Source passage »
HSBC’s leveraged notes tied to Dow, Russell offer fair terms but timing, tenor eyed

By Emma Trincal

New York, Aug. 20 – HSBC USA Inc.’s 0% barrier enhanced participation notes due Aug. 30, 2024 linked to the lesser performing of the Dow Jones industrial average and the Russell 2000 index offer attractive upside potential and low barrier, advisers said. But the timing of the trade as well as the length of the investment was in question, according to an FWP filing with the Securities and Exchange Commission.

If each index finishes at or above its initial level, the payout at maturity will be par plus at least 130% of the gain of the worse performing index. The exact participation rate will be set at pricing.

Investors will receive par if each index falls by no more than 50% and will be fully exposed to any losses of the worse performing index if it finishes below the 50% barrier level.

Fine tenor

“The big risk is going to be in the next two years, especially for the Dow, which hasn’t dropped as much as the Russell so far,” a buysider said.

The Russell is down 14% from its all-time high of Aug. 31 last year. The Dow Jones industrial average on the other hand has only lost 5.2% from its recent record high of July 16.

Recorded information »
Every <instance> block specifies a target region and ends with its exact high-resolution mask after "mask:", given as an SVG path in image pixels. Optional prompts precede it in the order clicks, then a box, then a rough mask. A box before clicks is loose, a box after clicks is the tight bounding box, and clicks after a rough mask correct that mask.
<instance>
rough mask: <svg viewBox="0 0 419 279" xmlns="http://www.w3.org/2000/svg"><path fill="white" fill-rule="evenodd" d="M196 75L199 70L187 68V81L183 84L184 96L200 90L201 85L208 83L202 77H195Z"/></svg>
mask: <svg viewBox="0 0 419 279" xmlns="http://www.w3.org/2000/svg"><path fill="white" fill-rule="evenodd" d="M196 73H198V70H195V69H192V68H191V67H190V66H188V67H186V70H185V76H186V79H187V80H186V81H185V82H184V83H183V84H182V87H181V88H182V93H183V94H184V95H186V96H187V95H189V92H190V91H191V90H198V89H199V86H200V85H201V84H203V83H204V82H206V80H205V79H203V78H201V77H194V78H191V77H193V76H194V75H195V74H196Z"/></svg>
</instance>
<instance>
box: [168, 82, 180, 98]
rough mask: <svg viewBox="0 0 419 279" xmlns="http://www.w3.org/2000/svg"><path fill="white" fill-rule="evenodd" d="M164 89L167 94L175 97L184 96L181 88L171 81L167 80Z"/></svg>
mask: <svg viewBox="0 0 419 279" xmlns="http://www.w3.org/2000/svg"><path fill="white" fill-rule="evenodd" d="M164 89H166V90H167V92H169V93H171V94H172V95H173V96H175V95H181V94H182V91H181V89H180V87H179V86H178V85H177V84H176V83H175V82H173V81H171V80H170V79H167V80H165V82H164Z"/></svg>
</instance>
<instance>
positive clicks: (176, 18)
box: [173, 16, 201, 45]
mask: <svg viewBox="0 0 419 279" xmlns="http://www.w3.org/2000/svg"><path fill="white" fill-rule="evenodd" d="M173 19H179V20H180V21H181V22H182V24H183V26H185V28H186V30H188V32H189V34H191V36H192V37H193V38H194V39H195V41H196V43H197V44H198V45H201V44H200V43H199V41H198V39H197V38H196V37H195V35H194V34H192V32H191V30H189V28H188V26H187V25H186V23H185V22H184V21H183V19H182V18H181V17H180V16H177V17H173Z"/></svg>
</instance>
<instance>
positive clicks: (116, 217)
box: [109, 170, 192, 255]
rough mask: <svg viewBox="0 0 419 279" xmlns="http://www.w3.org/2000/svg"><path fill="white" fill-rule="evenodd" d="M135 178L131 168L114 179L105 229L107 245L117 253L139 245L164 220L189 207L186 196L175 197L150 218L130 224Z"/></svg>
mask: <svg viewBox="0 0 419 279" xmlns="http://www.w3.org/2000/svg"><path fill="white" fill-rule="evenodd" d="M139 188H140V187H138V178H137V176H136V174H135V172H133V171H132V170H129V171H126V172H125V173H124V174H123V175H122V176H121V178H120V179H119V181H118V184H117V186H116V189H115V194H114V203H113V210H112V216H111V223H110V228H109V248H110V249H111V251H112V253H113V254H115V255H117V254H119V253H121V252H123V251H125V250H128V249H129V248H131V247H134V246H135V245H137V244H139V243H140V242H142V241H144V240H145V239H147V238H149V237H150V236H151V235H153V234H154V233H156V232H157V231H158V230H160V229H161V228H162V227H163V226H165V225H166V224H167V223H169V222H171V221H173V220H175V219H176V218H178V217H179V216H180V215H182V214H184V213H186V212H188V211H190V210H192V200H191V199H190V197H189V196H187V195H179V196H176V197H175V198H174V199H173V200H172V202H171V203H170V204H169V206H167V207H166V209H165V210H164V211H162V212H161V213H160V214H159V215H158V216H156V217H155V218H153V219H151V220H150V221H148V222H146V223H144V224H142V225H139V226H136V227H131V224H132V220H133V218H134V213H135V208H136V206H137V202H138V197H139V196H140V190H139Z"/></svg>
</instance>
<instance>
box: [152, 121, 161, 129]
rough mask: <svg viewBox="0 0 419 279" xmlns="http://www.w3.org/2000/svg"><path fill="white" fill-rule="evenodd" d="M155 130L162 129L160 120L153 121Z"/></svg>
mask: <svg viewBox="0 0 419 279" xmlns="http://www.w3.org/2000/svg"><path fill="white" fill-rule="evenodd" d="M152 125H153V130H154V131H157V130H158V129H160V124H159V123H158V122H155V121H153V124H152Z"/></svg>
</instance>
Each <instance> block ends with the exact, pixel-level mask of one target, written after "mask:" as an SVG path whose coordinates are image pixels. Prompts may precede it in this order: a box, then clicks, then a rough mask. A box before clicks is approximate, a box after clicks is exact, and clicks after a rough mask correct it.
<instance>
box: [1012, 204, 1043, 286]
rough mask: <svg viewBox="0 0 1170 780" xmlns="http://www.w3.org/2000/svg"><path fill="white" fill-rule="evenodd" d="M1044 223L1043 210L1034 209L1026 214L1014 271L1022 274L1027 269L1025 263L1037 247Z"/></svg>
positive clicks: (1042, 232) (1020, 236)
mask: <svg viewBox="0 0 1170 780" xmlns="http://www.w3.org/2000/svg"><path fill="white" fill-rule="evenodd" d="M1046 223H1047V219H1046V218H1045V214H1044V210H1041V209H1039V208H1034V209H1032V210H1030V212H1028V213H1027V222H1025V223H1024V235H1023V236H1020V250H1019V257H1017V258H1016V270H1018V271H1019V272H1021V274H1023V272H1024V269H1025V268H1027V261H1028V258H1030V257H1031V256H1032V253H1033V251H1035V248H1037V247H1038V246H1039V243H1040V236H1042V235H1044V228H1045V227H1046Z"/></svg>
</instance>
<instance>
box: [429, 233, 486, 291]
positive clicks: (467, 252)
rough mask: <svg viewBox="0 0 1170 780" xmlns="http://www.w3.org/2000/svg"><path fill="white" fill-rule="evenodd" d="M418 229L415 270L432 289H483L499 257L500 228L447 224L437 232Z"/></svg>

About this exercise »
Answer these questions using the HSBC notes article:
1. On what date are the notes due?
2. If each index finishes at or above its initial level, what share of the worse performing index's gain is added to par at maturity?
3. By what percentage is the Russell down from its all-time high, and on what date was that high?

Response to this exercise »
1. Aug. 30, 2024.
2. At least 130%.
3. 14%, from its high of Aug. 31 last year.